*** Page excerpt ***
Free markets are not as beneficial for society as Adam Smith said. What are the implications of free markets for social welfare?
It is now not uncommon for 11-year-olds to be diabetic. I see one reason for it every time I check out at my local Safeway in Washington. The candy is right there at the cash register, waiting to be eaten.
But this does not mean that the manager of the store is mean or even irresponsible. If she has qualms about this practice, she would face a real dilemma: she needs to show a profit. The margins at supermarkets are tiny. No matter what her morals, she has almost no choice but to place those sweet impulse buys where customers can see them. In other words, there is an economic equilibrium in which businesses take advantage of every opportunity to increase profits. In such an equilibrium, the candy will be at the checkout counter.
Curiously, while economists understand each and every such instance where people are tempted to buy things that are not good for them, they fail to appreciate that this occurs because of a general principle of economics. They fail to understand that free markets, as bountiful as they may be, will not only provide us with what we want, as long as we can pay for it; they will also tempt us into buying things that are bad for us, whatever the costs.
*** End of Page excerpt ***
*** Input data ***
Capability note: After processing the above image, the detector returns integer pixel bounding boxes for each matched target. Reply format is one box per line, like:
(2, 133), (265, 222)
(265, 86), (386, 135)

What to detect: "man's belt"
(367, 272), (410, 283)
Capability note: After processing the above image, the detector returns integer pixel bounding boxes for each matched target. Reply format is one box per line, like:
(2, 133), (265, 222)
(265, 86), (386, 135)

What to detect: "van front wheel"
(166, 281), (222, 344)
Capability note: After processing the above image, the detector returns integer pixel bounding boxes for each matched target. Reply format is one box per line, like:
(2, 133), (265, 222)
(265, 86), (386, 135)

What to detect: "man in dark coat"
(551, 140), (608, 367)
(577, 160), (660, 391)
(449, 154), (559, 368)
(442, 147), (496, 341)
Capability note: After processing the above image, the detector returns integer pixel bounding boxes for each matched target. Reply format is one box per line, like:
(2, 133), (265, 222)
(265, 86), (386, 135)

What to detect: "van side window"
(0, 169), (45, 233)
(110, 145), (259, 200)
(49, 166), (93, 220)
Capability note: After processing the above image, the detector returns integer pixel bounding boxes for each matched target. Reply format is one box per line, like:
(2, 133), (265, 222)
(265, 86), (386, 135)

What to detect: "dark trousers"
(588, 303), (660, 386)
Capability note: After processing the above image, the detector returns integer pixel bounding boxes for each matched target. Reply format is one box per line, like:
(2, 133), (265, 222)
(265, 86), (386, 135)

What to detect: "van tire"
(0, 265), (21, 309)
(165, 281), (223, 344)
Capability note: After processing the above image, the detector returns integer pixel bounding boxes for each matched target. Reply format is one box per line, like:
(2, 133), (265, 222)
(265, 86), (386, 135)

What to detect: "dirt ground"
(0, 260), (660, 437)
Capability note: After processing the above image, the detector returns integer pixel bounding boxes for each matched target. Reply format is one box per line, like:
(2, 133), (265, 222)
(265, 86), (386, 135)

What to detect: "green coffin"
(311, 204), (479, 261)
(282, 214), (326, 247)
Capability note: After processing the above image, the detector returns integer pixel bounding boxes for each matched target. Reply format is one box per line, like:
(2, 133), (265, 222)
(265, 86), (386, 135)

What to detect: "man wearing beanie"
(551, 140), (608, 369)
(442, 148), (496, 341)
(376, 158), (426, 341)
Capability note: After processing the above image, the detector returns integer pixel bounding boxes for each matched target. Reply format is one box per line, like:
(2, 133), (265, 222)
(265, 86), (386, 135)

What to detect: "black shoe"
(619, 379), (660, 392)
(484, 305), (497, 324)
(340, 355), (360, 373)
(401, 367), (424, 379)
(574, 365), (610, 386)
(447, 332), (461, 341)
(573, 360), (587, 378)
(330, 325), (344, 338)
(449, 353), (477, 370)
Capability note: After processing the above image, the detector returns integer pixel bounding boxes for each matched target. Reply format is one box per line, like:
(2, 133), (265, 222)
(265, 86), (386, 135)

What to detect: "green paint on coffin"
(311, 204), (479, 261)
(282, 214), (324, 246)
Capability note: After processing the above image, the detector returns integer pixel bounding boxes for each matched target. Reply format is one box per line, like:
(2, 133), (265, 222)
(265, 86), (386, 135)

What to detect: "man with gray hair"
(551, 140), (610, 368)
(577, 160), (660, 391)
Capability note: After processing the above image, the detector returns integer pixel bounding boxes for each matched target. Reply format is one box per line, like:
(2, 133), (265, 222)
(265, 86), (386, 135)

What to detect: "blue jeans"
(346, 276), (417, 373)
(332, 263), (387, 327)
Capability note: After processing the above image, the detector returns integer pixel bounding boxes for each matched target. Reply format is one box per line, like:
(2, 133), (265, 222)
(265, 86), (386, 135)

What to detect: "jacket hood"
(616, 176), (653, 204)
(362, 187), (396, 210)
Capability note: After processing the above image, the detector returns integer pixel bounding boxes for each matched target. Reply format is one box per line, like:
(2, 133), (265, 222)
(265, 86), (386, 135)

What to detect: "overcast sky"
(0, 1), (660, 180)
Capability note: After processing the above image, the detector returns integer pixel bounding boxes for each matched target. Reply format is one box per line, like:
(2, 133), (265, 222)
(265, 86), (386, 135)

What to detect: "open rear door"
*** End of Input data ***
Things to do.
1 - Reproduce the free-markets passage between "Free markets are" and "to be eaten.", inclusive.
2 - Answer these from the free-markets passage:
(a) Who does it say overstated how beneficial free markets are for society?
(b) At what store does the writer check out?
(c) How does it describe the margins at supermarkets?
Rely only on the free-markets passage.

Per-task answers.
1 -
Free markets are not as beneficial for society as Adam Smith said. What are the implications of free markets for social welfare?
It is now not uncommon for 11-year-olds to be diabetic. I see one reason for it every time I check out at my local Safeway in Washington. The candy is right there at the cash register, waiting to be eaten.

2 -
(a) Adam Smith
(b) A local Safeway in Washington
(c) Tiny